(Dataset rows on where objects appear)
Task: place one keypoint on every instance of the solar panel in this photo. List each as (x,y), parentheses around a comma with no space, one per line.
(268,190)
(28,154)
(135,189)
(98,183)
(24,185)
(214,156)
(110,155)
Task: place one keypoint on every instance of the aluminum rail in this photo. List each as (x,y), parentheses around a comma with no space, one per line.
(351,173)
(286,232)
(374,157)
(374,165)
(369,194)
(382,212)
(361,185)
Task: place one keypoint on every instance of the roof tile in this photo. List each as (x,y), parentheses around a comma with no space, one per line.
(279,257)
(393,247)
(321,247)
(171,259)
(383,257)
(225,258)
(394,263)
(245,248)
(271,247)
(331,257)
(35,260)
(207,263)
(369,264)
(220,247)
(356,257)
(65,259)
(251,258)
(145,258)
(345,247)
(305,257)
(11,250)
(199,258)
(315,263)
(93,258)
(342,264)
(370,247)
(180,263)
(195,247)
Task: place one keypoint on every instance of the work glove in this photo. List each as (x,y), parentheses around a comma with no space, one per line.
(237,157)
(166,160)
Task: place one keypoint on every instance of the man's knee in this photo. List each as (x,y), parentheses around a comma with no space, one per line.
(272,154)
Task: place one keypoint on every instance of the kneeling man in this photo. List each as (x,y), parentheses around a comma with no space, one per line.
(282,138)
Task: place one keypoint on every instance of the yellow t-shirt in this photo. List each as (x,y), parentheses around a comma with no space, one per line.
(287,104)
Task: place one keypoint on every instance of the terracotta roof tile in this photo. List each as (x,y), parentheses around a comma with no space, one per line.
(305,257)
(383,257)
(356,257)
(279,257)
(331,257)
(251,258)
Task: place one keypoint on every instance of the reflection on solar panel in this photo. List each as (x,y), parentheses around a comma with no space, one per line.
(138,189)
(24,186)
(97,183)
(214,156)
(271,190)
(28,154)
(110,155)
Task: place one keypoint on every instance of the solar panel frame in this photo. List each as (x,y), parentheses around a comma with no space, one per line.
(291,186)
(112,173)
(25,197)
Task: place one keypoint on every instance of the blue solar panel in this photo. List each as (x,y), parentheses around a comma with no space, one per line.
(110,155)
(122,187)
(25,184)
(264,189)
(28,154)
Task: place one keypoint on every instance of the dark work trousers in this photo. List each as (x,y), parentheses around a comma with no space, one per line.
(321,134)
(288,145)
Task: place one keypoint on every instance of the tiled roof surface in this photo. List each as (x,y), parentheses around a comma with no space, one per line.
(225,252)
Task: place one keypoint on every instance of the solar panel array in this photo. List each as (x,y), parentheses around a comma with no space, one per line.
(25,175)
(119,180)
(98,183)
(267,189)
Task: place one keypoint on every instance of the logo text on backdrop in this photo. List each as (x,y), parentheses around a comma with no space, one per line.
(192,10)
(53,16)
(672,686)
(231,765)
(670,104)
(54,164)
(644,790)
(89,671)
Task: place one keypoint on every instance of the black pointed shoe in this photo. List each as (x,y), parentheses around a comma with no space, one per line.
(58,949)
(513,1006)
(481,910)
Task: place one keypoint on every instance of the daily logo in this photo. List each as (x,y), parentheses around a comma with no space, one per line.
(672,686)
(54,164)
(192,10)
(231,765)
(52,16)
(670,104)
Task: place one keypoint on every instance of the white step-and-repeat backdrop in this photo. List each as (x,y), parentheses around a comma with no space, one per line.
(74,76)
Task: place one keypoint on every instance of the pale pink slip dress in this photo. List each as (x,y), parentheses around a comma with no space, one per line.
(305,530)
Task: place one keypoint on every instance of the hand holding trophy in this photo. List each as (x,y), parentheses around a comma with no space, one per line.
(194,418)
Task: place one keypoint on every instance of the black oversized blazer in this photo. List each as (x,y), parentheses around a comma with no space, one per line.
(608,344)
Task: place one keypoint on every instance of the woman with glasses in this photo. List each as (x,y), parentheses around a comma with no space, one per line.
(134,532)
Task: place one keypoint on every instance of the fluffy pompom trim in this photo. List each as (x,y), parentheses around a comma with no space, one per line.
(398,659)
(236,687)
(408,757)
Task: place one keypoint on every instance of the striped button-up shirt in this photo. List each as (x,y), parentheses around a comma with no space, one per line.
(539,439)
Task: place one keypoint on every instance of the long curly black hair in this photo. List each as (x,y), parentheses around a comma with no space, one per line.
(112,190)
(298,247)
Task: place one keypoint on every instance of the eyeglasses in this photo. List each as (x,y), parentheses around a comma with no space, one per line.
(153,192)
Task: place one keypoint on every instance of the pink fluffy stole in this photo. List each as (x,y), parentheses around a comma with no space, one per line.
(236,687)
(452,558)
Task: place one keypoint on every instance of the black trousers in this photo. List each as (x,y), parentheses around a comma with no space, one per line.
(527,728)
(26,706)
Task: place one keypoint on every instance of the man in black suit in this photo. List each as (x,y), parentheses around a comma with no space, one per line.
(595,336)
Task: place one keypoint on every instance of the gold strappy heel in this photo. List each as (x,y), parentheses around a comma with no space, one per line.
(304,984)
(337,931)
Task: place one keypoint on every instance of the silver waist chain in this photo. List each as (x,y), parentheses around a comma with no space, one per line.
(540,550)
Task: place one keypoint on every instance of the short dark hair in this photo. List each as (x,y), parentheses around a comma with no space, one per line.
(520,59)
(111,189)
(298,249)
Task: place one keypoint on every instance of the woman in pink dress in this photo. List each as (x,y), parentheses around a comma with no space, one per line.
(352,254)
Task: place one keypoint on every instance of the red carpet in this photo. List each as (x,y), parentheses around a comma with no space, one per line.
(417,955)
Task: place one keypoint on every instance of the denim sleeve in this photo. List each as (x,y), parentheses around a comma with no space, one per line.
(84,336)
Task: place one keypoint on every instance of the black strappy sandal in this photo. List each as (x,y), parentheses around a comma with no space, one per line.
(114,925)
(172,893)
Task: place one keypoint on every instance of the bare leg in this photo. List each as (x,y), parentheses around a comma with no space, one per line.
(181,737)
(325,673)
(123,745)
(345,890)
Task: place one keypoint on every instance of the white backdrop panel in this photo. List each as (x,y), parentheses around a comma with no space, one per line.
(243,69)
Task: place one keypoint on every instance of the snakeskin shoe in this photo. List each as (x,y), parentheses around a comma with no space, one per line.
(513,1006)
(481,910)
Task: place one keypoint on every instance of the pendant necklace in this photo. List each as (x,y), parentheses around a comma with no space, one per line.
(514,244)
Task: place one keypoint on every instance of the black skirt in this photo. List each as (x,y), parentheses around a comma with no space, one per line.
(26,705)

**REQUIREMENTS**
Using the entries above, please restate each one word for word.

**RESPONSE TO THE EXERCISE**
Task: place one keypoint on every instance of the solar panel in this photo. List each as (x,y), parentheses around a comma with no space, one per line.
(268,190)
(28,154)
(135,189)
(98,183)
(24,185)
(214,156)
(110,155)
Task: place one keypoint on every instance of the aluminum rail in this photo. List each as (x,y), parentheses around a comma with no space, one per line.
(351,173)
(286,232)
(374,157)
(374,165)
(369,194)
(382,212)
(361,185)
Task: place one keypoint on every instance of the roof tile in this photo. List each as (x,y), parentheses around a comma with no space, one per line.
(279,257)
(393,247)
(321,247)
(171,259)
(383,257)
(225,258)
(394,263)
(245,248)
(271,247)
(331,257)
(35,260)
(207,263)
(369,264)
(220,247)
(356,257)
(65,259)
(251,258)
(145,258)
(345,247)
(305,257)
(11,250)
(199,258)
(315,263)
(93,258)
(342,264)
(370,247)
(180,263)
(195,247)
Task: place one keypoint on every instance of the work glove in this photo. List each as (x,y), parentheses around a comma with no space, one per line.
(237,157)
(166,160)
Task: place one keypoint on every instance of the man's knee in this photo. List each as (x,y), parentheses around a comma with no space, one per line.
(272,154)
Task: place one keypoint on every instance of the kneeling man in this photo. List each as (x,y), parentheses around a comma with no space, one per line.
(282,138)
Task: place one keypoint on every instance of the yellow t-shirt in this photo. List each as (x,y), parentheses around a comma with no space, one per line.
(287,104)
Task: place one keypoint on every instance of the terracotta roof tile in this photo. List each as (x,y), parentheses around a comma with no space, one per line.
(305,257)
(383,257)
(356,257)
(279,257)
(331,257)
(251,258)
Task: place one keypoint on every instance of the reflection on solar panel in this photo. List each as (x,y), parentheses around a comma with no space, one per line.
(138,189)
(24,186)
(97,183)
(214,156)
(271,190)
(28,154)
(110,155)
Task: place one keypoint on every instance of the solar panel frame in this photo. List each as (x,y), parentheses around a comma with no space, one per line.
(291,186)
(112,173)
(25,197)
Task: place one keypoint on every instance of the blue solar panel in this photo. List each as (x,y), parentheses around a comma with no space, one per line.
(110,155)
(122,187)
(25,184)
(264,189)
(28,154)
Task: place one keypoint on every instance of the dark work trousers in this photo. List each as (x,y), parentheses around a comma with no space, one per line.
(321,134)
(288,145)
Task: place one keypoint on every instance of the tiled roof surface in this photo. List each as (x,y), parentheses around a comma with no space, one per line.
(225,252)
Task: place one keypoint on every instance of the solar panel array in this photo. List each as (x,y), parentheses around a comma with no space, one per line.
(25,175)
(119,180)
(98,183)
(267,189)
Task: place one keypoint on every instance of the logo text on backdrop in this photo. List each as (x,y), parentheses around a comma with no space, one per line.
(192,10)
(53,16)
(672,686)
(231,765)
(670,104)
(54,164)
(644,790)
(89,671)
Task: place one keypoint on every instance of the black pointed shoe in this photo. List each as (x,y), parentheses around a comma with no space, one per line.
(58,949)
(513,1006)
(481,910)
Task: place one keypoint on every instance of the daily logo in this photo. List each as (x,y), parentheses around a comma with no space, one per line.
(672,686)
(54,164)
(192,10)
(231,765)
(52,16)
(670,104)
Task: place one keypoint on every instance of the white step-and-repeat backdrop in this photo. List each as (x,y), parentheses around a comma with no space, one per line.
(74,76)
Task: place one keypoint on every instance of the pale pink slip dress in this photo. List each as (x,y), parentheses around a comma with no space, one per line.
(305,530)
Task: place one keypoint on every instance of the hand holding trophy in this photo. List each as (x,y), parentheses around a comma with no space, one per line.
(194,418)
Task: place one keypoint on every instance of the black oversized blazer in this photo. List each as (x,y), parentheses around a comma with no space, one per line.
(608,344)
Task: place one keypoint on every instance of the woman with glasses in this photo. List each as (x,y), parentheses around a comma with no space, one per line.
(134,532)
Task: place one keypoint on every instance of the fluffy pompom trim in this photo. List each as (x,y), parentheses around a comma with no space, one per line.
(398,659)
(236,687)
(408,757)
Task: place one keypoint on every instance of the striped button-up shirt in this photo. List each as (x,y), parentheses around a comma with no space, one per line.
(539,439)
Task: place one keypoint on every instance of the long curly black hair in this photo. List each as (x,y), parentheses around a comma with no space, one per line.
(112,190)
(298,247)
Task: place one keypoint on every instance of the eyeglasses in this photo. List each as (x,y), parentheses around a comma with no space, one per line.
(153,192)
Task: place one keypoint on every instance of the pink fluffy stole in this photo. List each as (x,y), parentheses around a comma with no space, one per line.
(236,687)
(452,558)
Task: place one keypoint on every instance of the black trousers in this photo. List each as (x,y), parentheses around a comma with no space, one per line.
(527,728)
(26,706)
Task: place one keypoint on every instance of the man in black suit in this photo. List each as (x,y), parentheses around a comma with no space, one per line.
(595,336)
Task: place one keypoint on every instance of the gold strappy heel in this photo. List each as (x,y), parentheses around a comma with no space, one per line.
(304,984)
(337,931)
Task: place one keypoint on every instance of the silver waist chain in this photo. List each as (x,y), parentheses around a comma with no space, one per line.
(540,550)
Task: place one keypoint on every instance of the short dark hair in this photo. List each as (x,y), parentheses around a comma with no space, one per line.
(520,59)
(111,189)
(298,249)
Task: place one keypoint on every instance of the woman in pink dress in this photo. List each as (x,y), parentheses around a comma with no space, one per line.
(352,254)
Task: place one keypoint on every instance of the red carpet in this photo. List each as (x,y), parentheses around a comma with no space, one per line.
(417,955)
Task: place one keypoint on every instance of the denim sleeve in this photo. List each as (x,y), parentheses around a comma with no space, one per line.
(84,336)
Task: place one keypoint on every instance of the black strappy sandal in this photo. List each as (x,y), parentheses around a comma with no space, one per line.
(114,925)
(172,893)
Task: place one keypoint on every instance of the bare leg in this photo. List each as (x,y), parentheses around a comma with no space, one per line.
(181,737)
(325,673)
(123,745)
(345,890)
Task: place one keypoint on every instance of the white backdrop panel in this photo. List each as (x,y), parentheses around a comma with no space, one per line.
(243,69)
Task: place one keypoint on every instance of the snakeskin shoe in this photo. List each as (x,y), parentheses around a comma with no space, one per line.
(513,1006)
(481,910)
Task: place one keypoint on every instance of the pendant necklace in this photo. List each as (x,y), parentheses around a comma with no space, one per line.
(514,244)
Task: place one keypoint on every instance of the black skirt in this photo. List each as (x,y), parentheses around a comma with no space, one per line.
(26,705)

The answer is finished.